Source text:
Then we need to determine how many arguments a function can take in and where to store the result of a function. Let us limit the amount of memory dedicated to function arguments to 10. Then we can determine the address of a function result: 0x0000 + ((10 + 1) * 8) == 0x0000 + 88 == 0x0058. Everything beyond this address is treated as a program internal memory (used for storing intermediate data, variables, etc.).

In order to define the GOTO operator better and not worry about line numbers we shall use labels (but only during composing programs - assume compiler will substitute them with the actual line number values). Labels will be used like this: LABEL_NAME: <instruction>.

It would also be nice to be able to comment out some code. To comment the line (and thus do not take it into account when processing) we will use the semicolon symbol: ; comment.

Now that we have everything we need to componse a full program we can finally translate our sum function in C to our Assembly dialect:

; program bootstrap:
; these 3 steps are done by the callee (operating system or other function)

Short problem a:
Translate this sentence from the assembly passage into Spanish: "Let us limit the amount of memory dedicated to function arguments to 10."
The assembly passage and the records were taken from unrelated sources.

Records to process:
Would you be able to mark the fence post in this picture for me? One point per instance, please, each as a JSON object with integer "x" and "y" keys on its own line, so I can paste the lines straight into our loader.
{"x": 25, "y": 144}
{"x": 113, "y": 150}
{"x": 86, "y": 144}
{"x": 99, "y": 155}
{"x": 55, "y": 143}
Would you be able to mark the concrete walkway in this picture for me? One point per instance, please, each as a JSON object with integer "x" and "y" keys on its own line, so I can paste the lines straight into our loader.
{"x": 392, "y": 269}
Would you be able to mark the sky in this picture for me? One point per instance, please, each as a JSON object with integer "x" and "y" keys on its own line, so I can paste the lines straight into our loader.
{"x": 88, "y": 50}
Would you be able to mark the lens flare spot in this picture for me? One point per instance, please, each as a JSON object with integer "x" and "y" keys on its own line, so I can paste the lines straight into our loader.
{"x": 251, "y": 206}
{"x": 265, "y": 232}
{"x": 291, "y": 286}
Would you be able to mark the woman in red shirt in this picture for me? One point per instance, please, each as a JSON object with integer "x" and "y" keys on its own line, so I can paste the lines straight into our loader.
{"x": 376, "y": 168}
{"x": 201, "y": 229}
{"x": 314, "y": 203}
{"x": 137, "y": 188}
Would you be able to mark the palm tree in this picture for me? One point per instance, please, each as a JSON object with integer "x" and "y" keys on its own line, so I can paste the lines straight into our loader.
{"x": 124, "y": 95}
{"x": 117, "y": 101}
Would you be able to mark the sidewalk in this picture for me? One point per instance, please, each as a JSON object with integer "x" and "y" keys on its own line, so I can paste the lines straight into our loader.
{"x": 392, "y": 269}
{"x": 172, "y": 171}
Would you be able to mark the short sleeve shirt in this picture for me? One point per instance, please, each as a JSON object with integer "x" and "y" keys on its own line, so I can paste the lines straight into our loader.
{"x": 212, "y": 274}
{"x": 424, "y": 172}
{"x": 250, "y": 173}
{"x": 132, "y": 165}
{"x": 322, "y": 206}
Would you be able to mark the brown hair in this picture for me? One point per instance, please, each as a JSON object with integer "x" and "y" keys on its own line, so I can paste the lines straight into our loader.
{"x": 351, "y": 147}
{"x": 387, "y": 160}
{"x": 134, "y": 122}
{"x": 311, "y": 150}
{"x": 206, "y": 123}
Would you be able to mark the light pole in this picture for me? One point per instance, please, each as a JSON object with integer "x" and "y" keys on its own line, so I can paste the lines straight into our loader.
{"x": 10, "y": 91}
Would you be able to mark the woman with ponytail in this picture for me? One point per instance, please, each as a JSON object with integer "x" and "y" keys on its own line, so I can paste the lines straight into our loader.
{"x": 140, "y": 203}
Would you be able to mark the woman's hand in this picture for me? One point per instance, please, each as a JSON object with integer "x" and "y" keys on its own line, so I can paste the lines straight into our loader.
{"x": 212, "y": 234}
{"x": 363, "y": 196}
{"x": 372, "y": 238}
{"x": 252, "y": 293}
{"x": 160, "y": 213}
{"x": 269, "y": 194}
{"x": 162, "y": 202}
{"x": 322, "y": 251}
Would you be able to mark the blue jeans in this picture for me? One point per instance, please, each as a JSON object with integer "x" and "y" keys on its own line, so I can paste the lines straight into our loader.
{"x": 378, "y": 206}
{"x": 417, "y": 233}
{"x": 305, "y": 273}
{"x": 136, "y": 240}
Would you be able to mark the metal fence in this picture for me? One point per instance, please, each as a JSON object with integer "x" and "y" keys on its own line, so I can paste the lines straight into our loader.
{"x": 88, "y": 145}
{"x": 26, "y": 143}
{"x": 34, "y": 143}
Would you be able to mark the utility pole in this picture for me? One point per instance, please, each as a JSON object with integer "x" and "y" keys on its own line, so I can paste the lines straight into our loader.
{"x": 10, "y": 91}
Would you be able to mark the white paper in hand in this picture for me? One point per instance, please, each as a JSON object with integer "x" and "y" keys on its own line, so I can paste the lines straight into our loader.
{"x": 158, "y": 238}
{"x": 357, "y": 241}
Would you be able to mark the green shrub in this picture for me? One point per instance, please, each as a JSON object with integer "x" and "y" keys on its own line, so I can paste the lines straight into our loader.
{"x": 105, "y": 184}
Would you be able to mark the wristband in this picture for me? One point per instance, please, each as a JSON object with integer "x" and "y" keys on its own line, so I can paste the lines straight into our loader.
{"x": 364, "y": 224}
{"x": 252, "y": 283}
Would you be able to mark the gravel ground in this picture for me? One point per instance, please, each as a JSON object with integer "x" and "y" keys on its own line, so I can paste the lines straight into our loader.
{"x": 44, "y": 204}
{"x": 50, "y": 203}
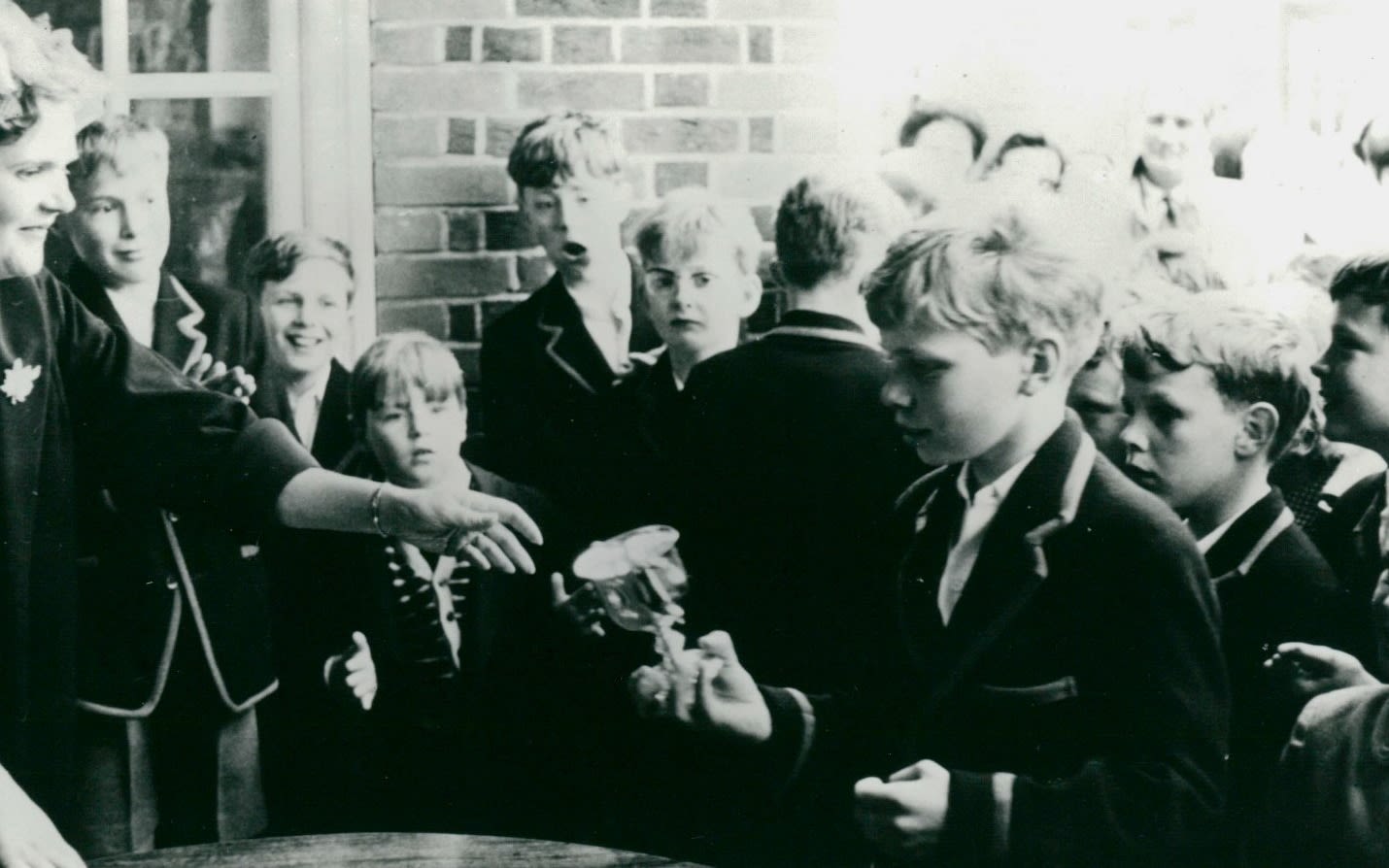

Short problem b:
Rescale the records, starting with the line that contains "Would you be able to mark the green" and going on through the last line of the records. Repeat every line, requests included, and multiply each x and y point coordinate in the answers by 0.2, rounding to whole numbers with halves up; give only these lines and leave out the pictures.

Complete response a:
Limitemos a 10 la cantidad de memoria dedicada a los argumentos de las funciones.

Complete response b:
Would you be able to mark the green shrub in this picture for me? One point per instance, please, each as a JSON object with integer "x" and "y" keys on its own line, so I can paste the lines straight into our loader.
{"x": 21, "y": 37}
Would you be able to mark the wristband in this picture for me? One point per instance, please, each as a JSON object with integer "x" and "y" keys on its own line, so I can paste the lines straight into our loader.
{"x": 73, "y": 45}
{"x": 50, "y": 57}
Would you be able to mark the gravel ground in this picture for me? One point per instance, please, each as a JSON object with integer "x" and "y" keys on its own line, so I can paste the lines straight into our loader.
{"x": 9, "y": 41}
{"x": 10, "y": 41}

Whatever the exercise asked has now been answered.